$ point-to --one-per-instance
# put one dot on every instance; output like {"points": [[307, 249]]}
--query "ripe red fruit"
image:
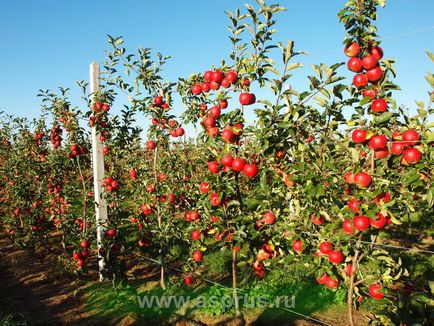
{"points": [[369, 62], [269, 218], [227, 160], [179, 132], [228, 135], [217, 76], [317, 220], [194, 215], [196, 89], [197, 256], [146, 209], [205, 87], [247, 98], [204, 187], [250, 170], [195, 235], [105, 150], [326, 247], [189, 280], [158, 100], [378, 142], [347, 227], [226, 83], [360, 80], [85, 244], [331, 283], [214, 85], [231, 76], [323, 279], [349, 177], [208, 75], [379, 105], [215, 111], [355, 64], [223, 104], [397, 148], [372, 92], [209, 122], [111, 232], [354, 205], [411, 156], [383, 197], [381, 153], [410, 137], [352, 50], [215, 199], [133, 174], [359, 135], [348, 269], [374, 291], [85, 253], [380, 222], [375, 74], [361, 222], [213, 131], [213, 167], [377, 52], [336, 256], [288, 181], [297, 245], [150, 144], [238, 164], [362, 179]]}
________________
**AIM**.
Reproduce every row above character for character, but leave out the pictures.

**COMPLETE ANSWER**.
$ point-to --one-per-instance
# put one dot on every instance; output like {"points": [[307, 249]]}
--query "ripe red fruit"
image:
{"points": [[369, 62], [269, 218], [227, 160], [179, 132], [228, 135], [217, 76], [317, 220], [194, 215], [196, 89], [197, 256], [146, 209], [205, 87], [247, 98], [204, 187], [250, 170], [195, 235], [105, 150], [326, 247], [189, 280], [158, 100], [378, 142], [347, 227], [226, 83], [360, 80], [85, 244], [331, 283], [214, 85], [231, 76], [323, 279], [349, 177], [208, 75], [379, 105], [215, 111], [355, 64], [223, 104], [397, 148], [372, 92], [209, 122], [111, 232], [354, 205], [411, 156], [383, 197], [381, 153], [410, 137], [352, 50], [215, 199], [133, 174], [359, 135], [348, 269], [374, 291], [85, 253], [380, 222], [375, 74], [361, 222], [213, 131], [213, 167], [377, 52], [336, 256], [288, 181], [297, 245], [150, 144], [238, 164], [362, 179]]}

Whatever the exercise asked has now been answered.